-- DOCUMENT SECTION follows --

With the end of World War I, the general feeling among the American Catholic hierarchy was that they should create a new association of bishops to build on the successes of the NCWC. The American bishops met in February 1919 at Catholic University to discuss this new organization along with other matters. By the end of the meeting, they had decided to hold a yearly conference of what was now called the National Catholic Welfare Council (also known as NCWC)

The bishops also created an administrative committee with seven members to manage the daily business of the NCWC between plenary meetings. Archbishop Edward Hanna of San Francisco was named as the first committee chair and the NCWC headquarters was established in Washington, D.C. The first meeting of bishops was set for September 1919. In 1919, Pope Benedict XV urged the bishops to assist him in promoting the labor reforms first articulated by Pope Leo XIII in Rerum novarum.

=== National Catholic Welfare Conference ===
However, the NCWC soon faced opposition. In February 1920, Archbishop William O'Connell, leader of one of the largest archdiocese in the nation, petitioned the Consistorial Congregation in Rome to ban the NCWC. He claimed that it reflected Gallicanism and diminished the authority of the bishops. Several NCWC members protested the suppression to Pope Benedict XV, saying that the dissolution of the NCWC would make the bishops look autocratic. The pope agree to lift the suppression, but asked the bishops to change the organization's name in 1922 to the National Catholic Welfare Conference.

=== National Conference of Catholic Bishops and United States Catholic Conference ===
In 1966, the American bishops decided to split the NCWC into two organizations with different focuses, but common goals.

- The National Conference of Catholic Bishops (NCCB) was created to work on church affairs within the United States.
- The United States Catholic Conference (USCC) would concentrate on the Catholic church and American society.

=== United States Conference of Catholic Bishops ===
The bishops in 2001 decided to recombine the NCCB and the USCC into one organization, the United States Conference of Catholic Bishops (USCCB).

-- DOCUMENT SECTION concluded --
-- DATA follows --

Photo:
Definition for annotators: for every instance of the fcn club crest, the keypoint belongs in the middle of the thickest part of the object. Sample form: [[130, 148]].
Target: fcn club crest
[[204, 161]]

-- DATA concluded --

_TASK OBJECTIVE:_
Write out the part of the passage on the history of the American bishops' conference that falls between "- The National" and "Catholic Bishops (USCCB).", inclusive, copying it word for word.

_PROBLEM SOLUTION:_
- The National Conference of Catholic Bishops (NCCB) was created to work on church affairs within the United States.
- The United States Catholic Conference (USCC) would concentrate on the Catholic church and American society.

=== United States Conference of Catholic Bishops ===
The bishops in 2001 decided to recombine the NCCB and the USCC into one organization, the United States Conference of Catholic Bishops (USCCB).